#### Record set ####
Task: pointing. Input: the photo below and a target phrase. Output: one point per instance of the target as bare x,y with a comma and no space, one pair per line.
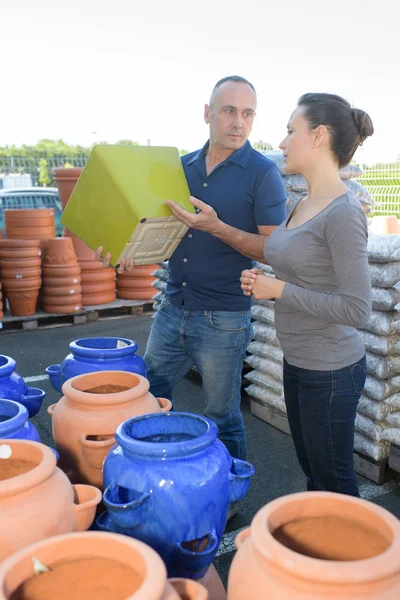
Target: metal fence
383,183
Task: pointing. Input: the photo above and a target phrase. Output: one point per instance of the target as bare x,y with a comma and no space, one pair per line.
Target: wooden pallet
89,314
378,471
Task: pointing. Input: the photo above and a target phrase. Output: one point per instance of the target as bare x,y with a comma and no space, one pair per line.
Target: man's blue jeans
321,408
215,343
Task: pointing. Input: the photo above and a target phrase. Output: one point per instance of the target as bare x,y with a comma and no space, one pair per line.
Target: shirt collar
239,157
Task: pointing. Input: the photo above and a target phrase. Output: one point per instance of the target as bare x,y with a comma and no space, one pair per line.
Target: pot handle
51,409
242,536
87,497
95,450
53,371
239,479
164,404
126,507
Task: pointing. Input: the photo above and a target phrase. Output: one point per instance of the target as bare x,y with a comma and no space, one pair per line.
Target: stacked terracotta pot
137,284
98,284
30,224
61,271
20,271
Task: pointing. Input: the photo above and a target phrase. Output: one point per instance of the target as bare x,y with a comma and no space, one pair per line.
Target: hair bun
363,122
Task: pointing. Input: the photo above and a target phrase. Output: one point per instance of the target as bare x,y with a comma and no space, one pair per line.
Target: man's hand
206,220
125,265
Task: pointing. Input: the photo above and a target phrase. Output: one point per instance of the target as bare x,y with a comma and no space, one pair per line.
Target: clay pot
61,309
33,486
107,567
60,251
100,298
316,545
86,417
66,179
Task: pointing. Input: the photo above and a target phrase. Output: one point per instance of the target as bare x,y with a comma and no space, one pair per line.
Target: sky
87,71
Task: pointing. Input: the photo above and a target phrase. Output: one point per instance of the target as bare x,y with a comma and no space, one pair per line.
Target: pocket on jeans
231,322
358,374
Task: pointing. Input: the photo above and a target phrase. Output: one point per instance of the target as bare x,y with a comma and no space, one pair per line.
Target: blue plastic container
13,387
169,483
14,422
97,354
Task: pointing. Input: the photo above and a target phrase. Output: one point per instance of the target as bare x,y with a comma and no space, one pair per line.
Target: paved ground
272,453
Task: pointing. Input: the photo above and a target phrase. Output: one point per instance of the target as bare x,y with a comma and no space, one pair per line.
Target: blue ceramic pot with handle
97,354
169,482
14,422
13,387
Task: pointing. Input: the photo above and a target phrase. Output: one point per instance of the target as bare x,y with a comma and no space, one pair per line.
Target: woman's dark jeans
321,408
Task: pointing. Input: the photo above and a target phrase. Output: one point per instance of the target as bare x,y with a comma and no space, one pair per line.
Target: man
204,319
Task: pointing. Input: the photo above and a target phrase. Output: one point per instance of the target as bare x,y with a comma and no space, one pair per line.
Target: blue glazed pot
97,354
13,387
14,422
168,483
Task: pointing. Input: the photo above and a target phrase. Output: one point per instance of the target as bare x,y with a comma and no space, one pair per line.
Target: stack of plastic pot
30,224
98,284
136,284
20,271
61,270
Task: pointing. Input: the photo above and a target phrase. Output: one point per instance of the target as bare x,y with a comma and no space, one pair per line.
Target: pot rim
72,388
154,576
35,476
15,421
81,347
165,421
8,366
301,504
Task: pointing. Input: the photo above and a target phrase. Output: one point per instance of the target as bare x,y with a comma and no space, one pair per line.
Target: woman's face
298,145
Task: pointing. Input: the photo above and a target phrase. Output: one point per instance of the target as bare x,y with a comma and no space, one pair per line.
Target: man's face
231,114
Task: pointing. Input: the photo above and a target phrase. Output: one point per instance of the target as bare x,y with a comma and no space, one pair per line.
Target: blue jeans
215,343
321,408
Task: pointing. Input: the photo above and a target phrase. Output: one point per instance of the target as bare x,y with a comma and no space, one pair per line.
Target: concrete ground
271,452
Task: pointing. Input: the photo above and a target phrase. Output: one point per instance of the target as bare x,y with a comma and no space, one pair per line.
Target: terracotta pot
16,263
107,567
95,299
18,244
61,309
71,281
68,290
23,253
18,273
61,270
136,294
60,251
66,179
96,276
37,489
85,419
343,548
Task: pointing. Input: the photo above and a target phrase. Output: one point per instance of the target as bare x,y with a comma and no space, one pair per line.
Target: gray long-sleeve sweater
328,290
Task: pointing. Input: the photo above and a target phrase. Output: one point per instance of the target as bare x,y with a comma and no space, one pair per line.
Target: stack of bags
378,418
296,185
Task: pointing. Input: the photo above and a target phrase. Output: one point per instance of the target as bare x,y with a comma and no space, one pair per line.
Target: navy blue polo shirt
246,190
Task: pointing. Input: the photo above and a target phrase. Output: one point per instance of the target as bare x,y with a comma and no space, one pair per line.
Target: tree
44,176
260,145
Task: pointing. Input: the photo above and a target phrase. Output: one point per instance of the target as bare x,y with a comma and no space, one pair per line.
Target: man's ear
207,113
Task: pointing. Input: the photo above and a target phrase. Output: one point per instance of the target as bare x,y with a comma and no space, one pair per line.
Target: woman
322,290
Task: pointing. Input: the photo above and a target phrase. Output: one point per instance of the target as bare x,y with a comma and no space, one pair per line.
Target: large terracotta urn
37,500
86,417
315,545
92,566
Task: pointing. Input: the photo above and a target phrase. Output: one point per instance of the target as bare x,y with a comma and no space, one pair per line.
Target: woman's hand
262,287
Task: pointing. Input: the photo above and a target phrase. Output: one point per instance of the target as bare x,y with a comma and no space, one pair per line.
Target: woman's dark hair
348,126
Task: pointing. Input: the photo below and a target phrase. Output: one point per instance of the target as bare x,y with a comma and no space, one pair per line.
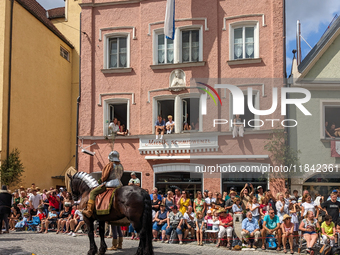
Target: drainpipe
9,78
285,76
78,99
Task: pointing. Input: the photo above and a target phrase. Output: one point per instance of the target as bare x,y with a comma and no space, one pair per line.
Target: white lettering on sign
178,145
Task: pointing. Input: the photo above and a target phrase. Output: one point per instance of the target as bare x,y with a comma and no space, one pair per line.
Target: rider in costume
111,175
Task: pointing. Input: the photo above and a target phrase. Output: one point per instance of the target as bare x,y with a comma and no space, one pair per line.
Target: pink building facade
####
Task details:
Could you set down the data exactly as given, minus its pictures?

Solution to this problem:
Task: pointing. Input: the photo below and a target phrase. Output: one point per instance of the target as bare x,y with a comma and no space, one pair per line.
Target: metal fence
383,183
Task: pointing. Input: the photo above and a target phrase. Output: one point per instance of the target as bare x,y with a comma and no space, one pair per line.
Target: wooden pallet
89,314
378,471
Task: pointing. Input: the photo above and a target phrase. Output: one point per instance of the target as bare x,y with a comma and no space, one pair per line.
Target: man's blue jeans
321,408
215,343
Task: pointing. Input: the photo above and a target phrase. Output: one point per instance of the target as bare x,y with a comma and no space, one pair per line.
Target: shirt collar
239,157
Task: pointing. Input: the photo above and a target phrase. Output: one point per instance of the target as bare x,y with a comma and no space, one pair per line.
Target: pot handle
51,409
242,536
87,497
95,450
53,371
239,479
164,404
126,507
Task: pointing. Input: the photo above and a target phrase. Output: one point per instance of the target as bare x,y with a comma and no space, one pair per line.
Target: stacked terracotta pot
137,284
98,284
30,224
61,271
20,271
Task: pointing. Input: the photo above and a target phrase. Output: one point per instance of the target as bare x,y with a comma and no space, one pair per line.
Target: hair bun
363,122
Task: pointing. Input: the photo above and a target phrase. Output: one point per instance of the target as bare x,y with a comma and no space, one pair per line.
Target: man's hand
206,220
125,265
Task: pointing. Input: the photo above and a target phrase. Output: one point per instance of the target as bare x,y with a comma and no space, one pair per line.
Target: clay pot
61,309
33,486
107,567
60,251
100,298
316,545
86,417
66,179
Task: pointing. Input: the photo above and a target phrase. Output: one point per instance of the target as bare x,y with a comma and no space, one pair per line.
Target: sky
87,71
Task: pointing. Input: the photo above and a target phrase. Output: one point per instance of the target as bare x,y with a comma and no space, one pair per line.
Target: pocket on jeans
231,322
358,374
Task: pointing. Input: the photo above and a target phrase. Output: one point per instance of the target as bare x,y with a comma and no space, one pair per line.
Target: blue plastic container
13,387
169,483
14,422
97,354
Task: pointing. Input: the photo above and a target phrase. Output: one point per instance of the target as bare x,y with a comma and no space, one pair per line.
Target: paved ground
272,453
Task: pointing. Input: the photo above and a target phrase. Output: one point per instance of the target as bare x,y with a comma and no space, one pair per line.
Target: blue ceramic pot with handle
97,354
169,482
14,422
13,387
Task: pointing. Input: the photo above and a target phrase. Output: one point per instance of the target as bare x,y with a comma and no space, one pair per line.
Target: woman's dark jeans
321,408
Task: pointing. Input: the photo above and a target phrase. Output: one point per instance of the target as bare x,y with a comma and no space, one pair per line.
Target: man
204,319
Task: pointing. Input: the photo above and a target phrase. Output: one point per instance of the target as bare x,y with a comma and no space, one pair per line.
Target: blue glazed pot
97,354
13,387
14,422
168,483
Task: pointing. Input: the photo above and a target phrase. Output: one point per instance of the target as bare x,y with a comma and no space, one pair per line.
Target: stack of plastic pot
30,224
98,284
136,284
20,271
61,270
Task: pointing. Input: the photo above and a target phrase. Output: one point per instance of the target as bare x,y with a comma and no space, one pair per line.
Target: pot rim
72,388
154,576
35,476
15,421
81,347
165,421
8,366
301,504
Task: pointing. Input: the photo above and a target phrase. Output: one point per instance of the target as bare x,y with a comma and no space, one pair per line.
Target: woman's face
298,145
Task: pointing. Input: the photo above and a target phrase. Output: one point per instance of the target as bare x,y with a comma and no space, one pair per line.
Target: man's face
231,114
Task: pointing. Input: the photo above and a target phrase. Output: one point per instance of the target as bare x,y with a comma and no space, one pair per line.
Target: blue jeans
215,343
321,408
Task: pointing. Input: the photo above and a target phrase. Output: one point per instance of the target as bare x,y with a comma and no space, one pair per line.
Target: concrete ground
271,452
Task: pointing. Input: the photo above and a target phrase. Output: one point per instance of the target as bare x,y with a comma and no space, one pair per line.
Target: terracotta pot
16,263
107,567
95,299
18,244
61,309
71,281
68,290
23,253
18,273
61,270
136,294
60,251
66,179
96,276
37,489
85,419
343,548
Task: pointing. Input: the photo above and a target phrase. Output: one point per instance of the target as bare x,y with a comma and no space, one pair per line.
Target: gray long-sleeve sweater
328,290
Task: pointing. Input: the photo above and a target phrase. Output: one point per instance of the target as bare x,y with a comma and no space, one pair per line.
Target: stack of bags
378,418
296,185
Task: pointing. Input: the photo above and a target phrase. Output: one point per instance of the target as bare x,y with a comma and no space, one pair per line.
Target: navy blue polo shirt
246,190
Task: pointing. Input: the photo above and a target phrase. Output: one point per instance of the target as bare x,y with a comma and no space, one pair per line.
Target: tree
44,176
260,145
Task: pointing. Input: the photo above and a target phrase. Output: one point per instance of the target as bare x,y with a comma and no space, one pair per line.
Target: man's ear
207,113
Task: pointing. Input: the photo above and a target phrase. Output: one point per instance of the target as bare x,y with a comma and no space, one pair per line.
Target: woman
322,290
Task: pointing. Input: the photo above and a target phrase. Output: one point per instance of the target as bare x,y with a comma and no space, one pair per line.
Target: large terracotta urn
37,500
86,417
315,545
92,566
Task: pointing. Input: the photo above and a target phrase. Output: one point per instance of the target as bare x,y with a comma and no space, one pair per line.
Target: woman's hand
262,287
Task: pointing. Input: the photo above and a target phrase. Output: one point per instance of the target as bare x,y with a comma and no space, one pair per line.
Target: woman's dark hair
348,126
Task: pointing. Input: the photo below and a target phrase. Output: one point per instance of the target as bare x,y with a comma and no space, one pair per line.
Target: drainpipe
9,78
285,76
78,99
Task: pointing. Input: the photo above and a target phrase. Output: one point per instance of the target as bare x,y with a comma and no space, one pair per line.
Target: white lettering on sign
178,145
Task: pointing. Input: the photo above and a target phrase. Output: one point per instance of the target as bare x,y with a comma and no space, one pair per line.
Target: rider in costume
111,175
Task: pointing. Input: the photo above and a target phrase. Output: one point per instance of the target as bare x,y with a comma and no space, one pair per line.
Target: pink building facade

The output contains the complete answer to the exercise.